From the first entry to the last, copy each one exactly.

[Available data]

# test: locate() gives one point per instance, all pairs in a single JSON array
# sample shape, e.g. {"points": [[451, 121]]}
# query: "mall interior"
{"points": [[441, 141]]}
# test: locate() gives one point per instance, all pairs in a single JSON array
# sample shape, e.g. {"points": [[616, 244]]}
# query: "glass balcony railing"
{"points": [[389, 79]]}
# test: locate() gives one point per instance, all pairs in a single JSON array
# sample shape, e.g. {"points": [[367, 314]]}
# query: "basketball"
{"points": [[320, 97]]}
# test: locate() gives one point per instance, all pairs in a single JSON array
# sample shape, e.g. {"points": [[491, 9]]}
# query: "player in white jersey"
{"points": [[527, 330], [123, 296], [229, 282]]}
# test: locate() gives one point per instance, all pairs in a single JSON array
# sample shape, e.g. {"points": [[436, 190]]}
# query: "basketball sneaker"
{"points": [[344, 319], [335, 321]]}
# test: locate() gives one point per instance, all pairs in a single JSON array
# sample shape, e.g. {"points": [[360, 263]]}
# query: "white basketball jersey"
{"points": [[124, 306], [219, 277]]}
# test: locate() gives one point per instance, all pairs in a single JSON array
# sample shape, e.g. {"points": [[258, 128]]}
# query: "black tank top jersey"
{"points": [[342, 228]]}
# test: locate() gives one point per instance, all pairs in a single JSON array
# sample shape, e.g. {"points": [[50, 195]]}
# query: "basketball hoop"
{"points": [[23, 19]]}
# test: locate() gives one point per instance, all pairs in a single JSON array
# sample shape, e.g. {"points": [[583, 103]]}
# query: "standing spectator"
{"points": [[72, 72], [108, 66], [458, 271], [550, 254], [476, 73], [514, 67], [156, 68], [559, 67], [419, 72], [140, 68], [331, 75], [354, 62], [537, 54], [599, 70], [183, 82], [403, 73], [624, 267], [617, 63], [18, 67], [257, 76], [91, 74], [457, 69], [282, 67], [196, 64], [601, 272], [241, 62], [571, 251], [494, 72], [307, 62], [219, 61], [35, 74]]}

[/Available data]

Output of the task:
# test: locate() gives one point per instance, all pairs in a single JSON array
# sample shape, e.g. {"points": [[451, 121]]}
# query: "mall interior"
{"points": [[441, 141]]}
# test: locate() gives one point per instance, all pairs in a single JSON array
# sample shape, e.g. {"points": [[616, 244]]}
# query: "glass balcony railing"
{"points": [[389, 79]]}
# test: locate() gives one point per instance, all pairs in a single JSON array
# sample shape, e.g. {"points": [[367, 314]]}
# query: "basketball"
{"points": [[320, 97]]}
# test: locate() gives one point per instance, all pairs in a single JSON array
# sample shape, e.g. {"points": [[491, 9]]}
# query: "player in white jersey"
{"points": [[527, 330], [123, 296], [229, 282]]}
# test: locate() gives one point per instance, all pairs in a single JSON array
# sample shape, e.g. {"points": [[436, 190]]}
# query: "basketball sneaker"
{"points": [[344, 319], [335, 321]]}
# test: locate() gives one point per instance, all pairs in a single JSON array
# sample shape, e.g. {"points": [[360, 263]]}
# query: "white basketball jersey"
{"points": [[124, 306], [219, 277]]}
# test: locate() gives one point per instance, all pairs in a single JSON array
# sample shape, e.g. {"points": [[258, 128]]}
# query: "black tank top jersey"
{"points": [[342, 228]]}
# test: locate() gives one point per instance, all pairs in a single JSON array
# sample shape, e.g. {"points": [[50, 195]]}
# query: "basketball hoop"
{"points": [[23, 19]]}
# test: locate() gives one point per instance, all pairs in a single JSON array
# sample shape, e.g. {"points": [[583, 103]]}
# query: "standing spectator"
{"points": [[72, 72], [108, 66], [458, 271], [550, 254], [476, 73], [514, 67], [156, 68], [559, 67], [419, 72], [140, 68], [331, 75], [354, 62], [537, 54], [599, 70], [183, 82], [403, 73], [624, 267], [617, 63], [18, 67], [257, 76], [91, 74], [457, 69], [282, 67], [196, 64], [601, 272], [241, 62], [571, 251], [494, 72], [307, 62], [219, 61], [35, 74]]}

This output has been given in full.